**Problem set:**
1. Can you print the stretch of the Marvin Gaye piece from "Marvin Gaye In" through "and senseless acts."?
2. According to the Marvin Gaye piece, why is April an ironic month for him?

**Passage for review:**
Marvin Gaye In Concert From Tokyo – 1979 – Past Daily Backstage Weekend
Marvin Gaye this weekend. Ironic that April marks the birth of Marvin Gaye, as well as his death. Born on April 1, 1939 and dead on April 2, 1984. One of the more shocking losses and senseless acts.
Marvin Gaye was one of the founding artists of Motown, and was one of the main ingredients who helped shape what became known as The Motown Sound. A prolific songwriter as well as Producer, his singing career would almost seem incidental, had he not made such an indelible impression on the Sound of American Soul music in the 1960s – and be such a potent force in the area of social comment through his music in the 1970s.
That his music crossed genres as well as a racial lines is testimony to how powerful his talent was. Remember, the 1960s mainstream American music was still segregated in some parts of the country. Fortunately, through Top-40 radio, much of that stigma eventually evaporated, but it was far from easy. Motown was the sound of Urban America and Marvin Gaye was one of its most prominent faces.

**Provided information:**
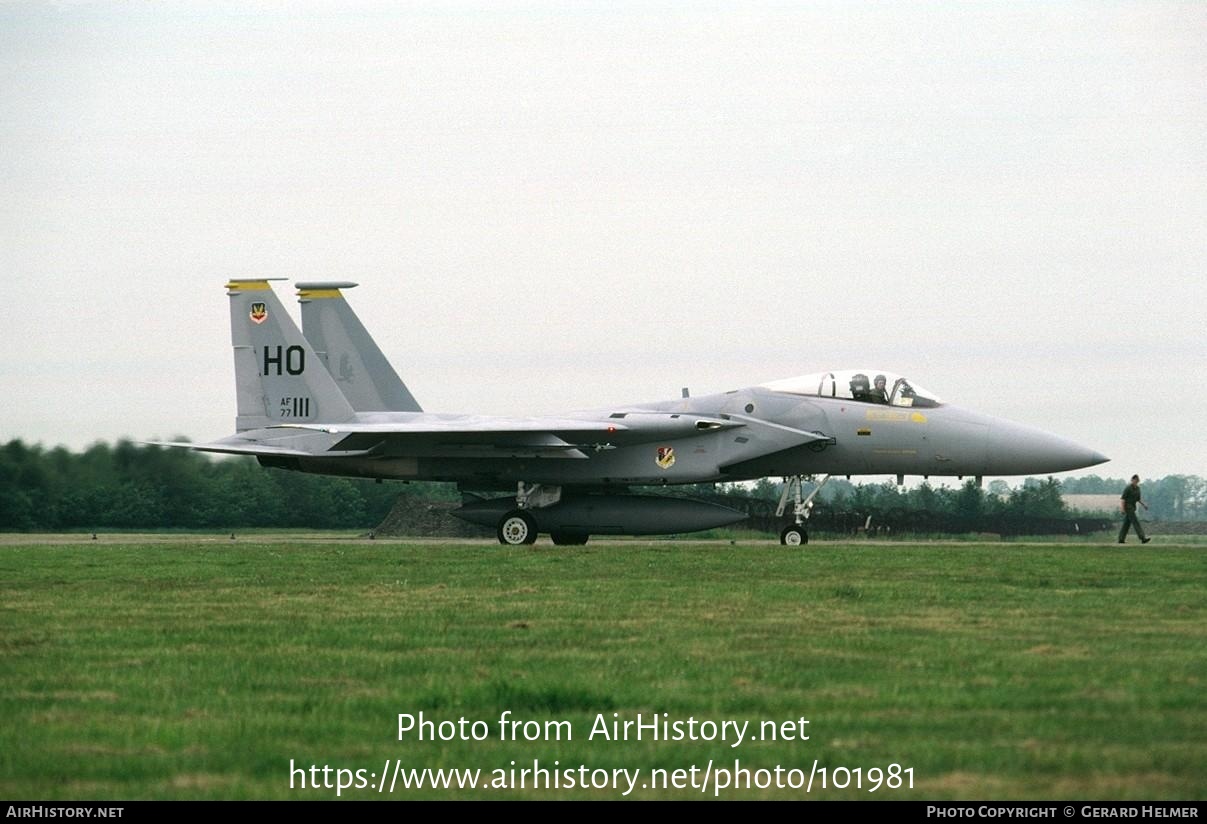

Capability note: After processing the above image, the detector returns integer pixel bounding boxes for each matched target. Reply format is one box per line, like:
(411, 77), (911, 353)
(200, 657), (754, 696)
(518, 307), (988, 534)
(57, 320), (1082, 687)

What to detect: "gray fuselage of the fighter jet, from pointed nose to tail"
(263, 387), (1106, 489)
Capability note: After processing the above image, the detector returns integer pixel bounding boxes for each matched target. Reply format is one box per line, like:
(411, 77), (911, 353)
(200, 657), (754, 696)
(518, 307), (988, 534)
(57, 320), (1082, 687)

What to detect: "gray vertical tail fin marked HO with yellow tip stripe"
(226, 279), (356, 432)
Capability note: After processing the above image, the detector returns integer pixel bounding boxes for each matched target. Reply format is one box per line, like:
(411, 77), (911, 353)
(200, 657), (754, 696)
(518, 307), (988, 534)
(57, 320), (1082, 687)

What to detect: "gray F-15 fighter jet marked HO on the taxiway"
(162, 279), (1108, 545)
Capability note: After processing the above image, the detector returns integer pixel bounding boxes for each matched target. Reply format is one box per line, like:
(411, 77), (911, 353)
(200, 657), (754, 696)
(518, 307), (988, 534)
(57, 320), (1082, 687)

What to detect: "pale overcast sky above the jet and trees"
(0, 0), (1207, 477)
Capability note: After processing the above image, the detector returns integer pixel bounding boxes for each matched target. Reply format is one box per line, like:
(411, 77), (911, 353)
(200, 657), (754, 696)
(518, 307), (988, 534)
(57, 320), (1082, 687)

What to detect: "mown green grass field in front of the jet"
(0, 536), (1207, 800)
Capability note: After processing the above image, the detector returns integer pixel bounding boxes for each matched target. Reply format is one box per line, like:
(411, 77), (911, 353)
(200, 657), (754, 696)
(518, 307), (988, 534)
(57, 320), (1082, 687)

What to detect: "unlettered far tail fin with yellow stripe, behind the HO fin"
(297, 281), (422, 411)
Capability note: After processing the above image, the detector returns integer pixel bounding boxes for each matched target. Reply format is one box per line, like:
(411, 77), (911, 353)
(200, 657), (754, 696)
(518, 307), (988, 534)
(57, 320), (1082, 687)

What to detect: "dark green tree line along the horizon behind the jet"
(0, 440), (1207, 532)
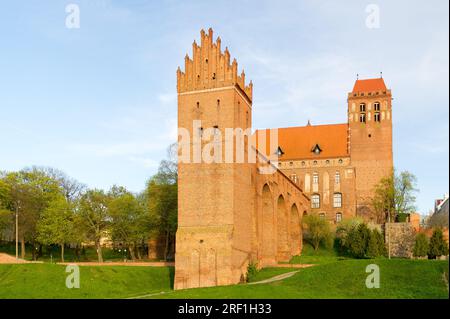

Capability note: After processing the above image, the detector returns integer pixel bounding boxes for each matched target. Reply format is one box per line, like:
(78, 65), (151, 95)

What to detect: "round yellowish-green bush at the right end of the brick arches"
(303, 215), (333, 250)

**Answers to the problems:**
1.
Marvin Gaye In Concert From Tokyo – 1979 – Past Daily Backstage Weekend
Marvin Gaye this weekend. Ironic that April marks the birth of Marvin Gaye, as well as his death. Born on April 1, 1939 and dead on April 2, 1984. One of the more shocking losses and senseless acts.

2. April marks both his birth and his death. He was born on April 1, 1939, and died on April 2, 1984.